→ **GIVEN PASSAGE**:
((
Doing things they say you can't is one of this life's most delicious aspects.

"They" - the imperious "they" who would rule operative opinion everywhere - disparage the very notion of nincompoop George Bush and America leading a successful crusade on behalf of liberty and democracy across the globe. Yet it's happening.

The too-often grim outcomes of terrorism in Iraq sometimes cloud the bigger picture of liberty on the march. Here's a post-9/11 catalogue, many of the entries quite recent:

_Success in Afghanistan, and the first elections there in 5,000 years.

_In Iraq, (1) astoundingly high turnout in the January elections; (2) in Baghdad's Fardus Square, where Iraqis and U.S. Marines toppled a statue of Saddam, a monument to liberty erected atop the same pedestal; (3) thousands turning out Wednesday to chant "no to terrorism" at the site of a suicide bombing that killed 125 the day before; and - as in Afghanistan - (4) the symbolic liberation of women through their voting for the first time ever.

_Prior to Bush's re-election, Libya renouncing terrorism and giving up its nukes.

_Among the Palestinians, seemingly positive movement (including election of a successor to the essentially self-appointed Arafat), but with the jury still definitely out.

_Elections in Ukraine and Kyrgyzstan (and Kazakhstan soon to come?); local elections in Riyadh, Saudi Arabia (men only of course, but the first elections anywhere in Saudi Arabia in four decades); and the promise of elections in - for heaven's sake - Egypt, by the incumbent 76-year-old autocrat Hosni Mubarek.
))
→ **SET TASK 1**: Retype the part of the commentary on spreading democracy word for word, starting with "The too-often grim" and going on through "first time ever.".
The commentary and the listing come from unrelated sources.

Entries for shape boundaries:
((
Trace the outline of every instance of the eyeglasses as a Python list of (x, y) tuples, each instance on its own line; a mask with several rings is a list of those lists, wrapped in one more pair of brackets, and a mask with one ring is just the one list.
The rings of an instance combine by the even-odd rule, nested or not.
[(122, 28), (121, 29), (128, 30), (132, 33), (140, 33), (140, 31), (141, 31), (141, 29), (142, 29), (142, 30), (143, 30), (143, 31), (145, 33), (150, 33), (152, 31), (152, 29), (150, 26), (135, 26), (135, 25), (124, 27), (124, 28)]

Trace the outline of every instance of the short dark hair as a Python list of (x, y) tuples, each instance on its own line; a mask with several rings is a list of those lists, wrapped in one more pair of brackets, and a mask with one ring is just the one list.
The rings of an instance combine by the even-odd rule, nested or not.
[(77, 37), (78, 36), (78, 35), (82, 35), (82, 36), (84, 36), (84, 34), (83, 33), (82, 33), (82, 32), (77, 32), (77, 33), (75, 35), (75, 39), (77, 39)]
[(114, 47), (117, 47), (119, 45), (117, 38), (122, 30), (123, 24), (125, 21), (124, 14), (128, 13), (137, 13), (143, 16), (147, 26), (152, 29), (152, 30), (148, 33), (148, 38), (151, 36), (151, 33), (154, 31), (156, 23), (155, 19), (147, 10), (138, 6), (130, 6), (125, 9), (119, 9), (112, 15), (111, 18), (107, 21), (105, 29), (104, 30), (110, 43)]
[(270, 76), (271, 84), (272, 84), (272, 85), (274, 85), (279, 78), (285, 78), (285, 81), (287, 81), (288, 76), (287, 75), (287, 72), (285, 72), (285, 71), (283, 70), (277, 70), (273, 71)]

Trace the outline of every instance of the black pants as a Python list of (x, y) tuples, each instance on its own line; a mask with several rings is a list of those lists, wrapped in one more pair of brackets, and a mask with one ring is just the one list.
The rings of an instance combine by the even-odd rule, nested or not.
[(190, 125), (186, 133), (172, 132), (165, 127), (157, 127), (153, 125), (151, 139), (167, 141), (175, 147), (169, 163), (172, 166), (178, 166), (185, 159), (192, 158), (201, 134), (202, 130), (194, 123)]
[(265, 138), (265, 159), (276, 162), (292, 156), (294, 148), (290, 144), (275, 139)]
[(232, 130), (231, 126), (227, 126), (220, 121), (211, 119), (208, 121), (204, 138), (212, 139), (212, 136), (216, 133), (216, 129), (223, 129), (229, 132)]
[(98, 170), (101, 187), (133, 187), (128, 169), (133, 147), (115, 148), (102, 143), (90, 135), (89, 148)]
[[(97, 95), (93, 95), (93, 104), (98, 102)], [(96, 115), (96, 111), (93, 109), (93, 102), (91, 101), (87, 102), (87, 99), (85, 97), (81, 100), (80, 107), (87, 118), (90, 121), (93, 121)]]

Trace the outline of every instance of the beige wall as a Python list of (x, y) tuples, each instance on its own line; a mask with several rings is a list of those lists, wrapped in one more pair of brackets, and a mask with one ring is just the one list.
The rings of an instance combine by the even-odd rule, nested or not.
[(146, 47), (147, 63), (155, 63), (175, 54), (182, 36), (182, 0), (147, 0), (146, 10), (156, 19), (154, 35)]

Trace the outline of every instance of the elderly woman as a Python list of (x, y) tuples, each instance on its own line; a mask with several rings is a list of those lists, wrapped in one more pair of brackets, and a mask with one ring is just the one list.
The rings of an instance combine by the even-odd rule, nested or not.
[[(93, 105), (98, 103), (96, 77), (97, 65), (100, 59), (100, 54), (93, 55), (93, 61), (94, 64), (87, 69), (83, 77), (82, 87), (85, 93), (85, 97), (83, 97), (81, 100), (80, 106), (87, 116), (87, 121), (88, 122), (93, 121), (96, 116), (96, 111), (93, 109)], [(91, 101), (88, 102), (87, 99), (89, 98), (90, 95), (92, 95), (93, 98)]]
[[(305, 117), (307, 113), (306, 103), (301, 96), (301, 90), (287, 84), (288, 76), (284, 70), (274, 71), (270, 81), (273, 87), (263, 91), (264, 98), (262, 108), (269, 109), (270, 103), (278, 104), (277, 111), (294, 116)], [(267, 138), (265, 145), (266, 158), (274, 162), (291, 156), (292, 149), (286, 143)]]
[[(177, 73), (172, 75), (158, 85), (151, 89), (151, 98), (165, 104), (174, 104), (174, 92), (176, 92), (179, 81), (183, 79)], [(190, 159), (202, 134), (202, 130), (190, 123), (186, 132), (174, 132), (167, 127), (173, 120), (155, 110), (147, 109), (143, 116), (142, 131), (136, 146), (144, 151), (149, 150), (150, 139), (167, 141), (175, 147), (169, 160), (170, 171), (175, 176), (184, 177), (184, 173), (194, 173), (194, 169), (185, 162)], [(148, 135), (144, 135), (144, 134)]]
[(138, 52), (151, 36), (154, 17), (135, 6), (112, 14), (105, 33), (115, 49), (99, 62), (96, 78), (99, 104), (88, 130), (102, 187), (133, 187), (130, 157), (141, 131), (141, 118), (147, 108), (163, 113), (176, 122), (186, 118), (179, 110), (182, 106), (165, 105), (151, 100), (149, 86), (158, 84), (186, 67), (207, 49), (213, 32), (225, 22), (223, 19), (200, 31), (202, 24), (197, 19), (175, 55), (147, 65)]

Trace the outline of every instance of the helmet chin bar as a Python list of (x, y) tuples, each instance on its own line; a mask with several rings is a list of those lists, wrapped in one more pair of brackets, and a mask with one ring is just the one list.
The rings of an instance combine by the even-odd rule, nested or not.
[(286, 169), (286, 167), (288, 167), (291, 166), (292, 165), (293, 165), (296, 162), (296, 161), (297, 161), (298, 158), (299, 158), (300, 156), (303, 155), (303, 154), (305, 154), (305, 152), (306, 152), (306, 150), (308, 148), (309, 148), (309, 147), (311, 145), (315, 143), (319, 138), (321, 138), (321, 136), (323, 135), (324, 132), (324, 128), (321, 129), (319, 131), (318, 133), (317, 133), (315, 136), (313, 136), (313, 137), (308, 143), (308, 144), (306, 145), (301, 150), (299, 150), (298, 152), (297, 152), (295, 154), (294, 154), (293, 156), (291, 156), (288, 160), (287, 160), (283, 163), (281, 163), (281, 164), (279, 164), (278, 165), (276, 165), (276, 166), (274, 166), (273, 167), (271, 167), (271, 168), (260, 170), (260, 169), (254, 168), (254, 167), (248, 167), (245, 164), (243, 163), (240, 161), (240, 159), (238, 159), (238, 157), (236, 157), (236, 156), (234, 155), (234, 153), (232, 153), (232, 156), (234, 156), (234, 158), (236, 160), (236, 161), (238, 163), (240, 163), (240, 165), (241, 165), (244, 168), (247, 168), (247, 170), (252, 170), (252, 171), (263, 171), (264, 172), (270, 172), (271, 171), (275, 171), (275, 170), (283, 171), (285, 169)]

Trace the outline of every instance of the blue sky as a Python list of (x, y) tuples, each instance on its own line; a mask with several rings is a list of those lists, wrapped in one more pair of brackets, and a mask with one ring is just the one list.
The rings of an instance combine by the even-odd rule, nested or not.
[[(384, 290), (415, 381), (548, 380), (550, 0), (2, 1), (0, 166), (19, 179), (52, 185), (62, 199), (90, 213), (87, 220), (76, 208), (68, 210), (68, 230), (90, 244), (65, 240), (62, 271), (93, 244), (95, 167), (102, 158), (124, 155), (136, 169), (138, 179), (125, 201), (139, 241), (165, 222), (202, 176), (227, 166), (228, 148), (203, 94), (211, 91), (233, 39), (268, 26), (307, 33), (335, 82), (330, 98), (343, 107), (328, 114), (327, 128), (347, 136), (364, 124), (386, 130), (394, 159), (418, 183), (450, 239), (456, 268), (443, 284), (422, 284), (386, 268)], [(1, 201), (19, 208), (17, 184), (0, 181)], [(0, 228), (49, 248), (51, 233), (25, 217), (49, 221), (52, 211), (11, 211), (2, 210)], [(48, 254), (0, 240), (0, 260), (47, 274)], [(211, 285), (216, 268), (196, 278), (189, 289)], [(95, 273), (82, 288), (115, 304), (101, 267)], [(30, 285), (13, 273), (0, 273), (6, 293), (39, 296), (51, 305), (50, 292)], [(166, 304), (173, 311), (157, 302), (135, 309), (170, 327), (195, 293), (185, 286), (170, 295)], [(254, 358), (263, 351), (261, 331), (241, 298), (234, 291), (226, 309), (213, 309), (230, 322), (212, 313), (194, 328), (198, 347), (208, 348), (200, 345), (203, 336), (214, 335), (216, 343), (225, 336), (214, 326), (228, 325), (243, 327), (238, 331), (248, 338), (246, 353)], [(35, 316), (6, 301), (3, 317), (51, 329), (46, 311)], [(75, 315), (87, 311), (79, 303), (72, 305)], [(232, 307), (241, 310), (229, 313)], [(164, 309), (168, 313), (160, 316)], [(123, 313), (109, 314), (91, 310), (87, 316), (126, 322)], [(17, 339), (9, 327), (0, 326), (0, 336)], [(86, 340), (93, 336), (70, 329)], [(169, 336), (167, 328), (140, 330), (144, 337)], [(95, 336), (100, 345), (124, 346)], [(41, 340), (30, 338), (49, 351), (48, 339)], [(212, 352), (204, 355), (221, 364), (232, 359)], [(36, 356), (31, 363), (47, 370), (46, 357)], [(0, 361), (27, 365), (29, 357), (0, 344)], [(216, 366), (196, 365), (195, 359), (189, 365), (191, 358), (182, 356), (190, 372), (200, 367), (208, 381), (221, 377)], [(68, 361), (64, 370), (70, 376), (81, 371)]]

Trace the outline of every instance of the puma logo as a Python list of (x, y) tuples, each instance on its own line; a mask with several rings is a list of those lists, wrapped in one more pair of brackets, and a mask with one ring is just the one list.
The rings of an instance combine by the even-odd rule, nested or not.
))
→ **SET TASK 2**: Convert the lines of the listing into a numbered list, starting with the line with "Trace the outline of every instance of the elderly" and going on through the line with "135), (144, 134)]]". Leave out any blank lines.

→ **TASK OUTPUT 1**:
The too-often grim outcomes of terrorism in Iraq sometimes cloud the bigger picture of liberty on the march. Here's a post-9/11 catalogue, many of the entries quite recent:

_Success in Afghanistan, and the first elections there in 5,000 years.

_In Iraq, (1) astoundingly high turnout in the January elections; (2) in Baghdad's Fardus Square, where Iraqis and U.S. Marines toppled a statue of Saddam, a monument to liberty erected atop the same pedestal; (3) thousands turning out Wednesday to chant "no to terrorism" at the site of a suicide bombing that killed 125 the day before; and - as in Afghanistan - (4) the symbolic liberation of women through their voting for the first time ever.

→ **TASK OUTPUT 2**:
1. Trace the outline of every instance of the elderly woman as a Python list of (x, y) tuples, each instance on its own line; a mask with several rings is a list of those lists, wrapped in one more pair of brackets, and a mask with one ring is just the one list.
2. The rings of an instance combine by the even-odd rule, nested or not.
3. [[(93, 105), (98, 103), (96, 77), (97, 65), (100, 59), (100, 54), (93, 55), (93, 61), (94, 64), (87, 69), (83, 77), (82, 87), (85, 93), (85, 97), (83, 97), (81, 100), (80, 106), (87, 116), (87, 121), (88, 122), (93, 121), (96, 116), (96, 111), (93, 109)], [(91, 101), (88, 102), (87, 99), (89, 98), (90, 95), (92, 95), (93, 98)]]
4. [[(305, 117), (307, 113), (306, 103), (301, 96), (301, 90), (287, 84), (288, 76), (284, 70), (274, 71), (270, 81), (273, 87), (263, 91), (264, 98), (262, 108), (269, 109), (270, 103), (278, 104), (277, 111), (294, 116)], [(267, 138), (265, 145), (266, 158), (274, 162), (291, 156), (292, 149), (286, 143)]]
5. [[(177, 73), (172, 75), (158, 85), (151, 89), (151, 98), (165, 104), (174, 104), (174, 92), (176, 92), (179, 81), (183, 79)], [(190, 159), (202, 134), (202, 130), (190, 123), (186, 132), (174, 132), (167, 127), (173, 120), (155, 110), (147, 109), (143, 116), (142, 131), (136, 146), (144, 151), (149, 150), (150, 139), (167, 141), (175, 147), (169, 160), (170, 171), (175, 176), (184, 177), (184, 173), (194, 173), (194, 169), (185, 162)], [(148, 135), (144, 135), (144, 134)]]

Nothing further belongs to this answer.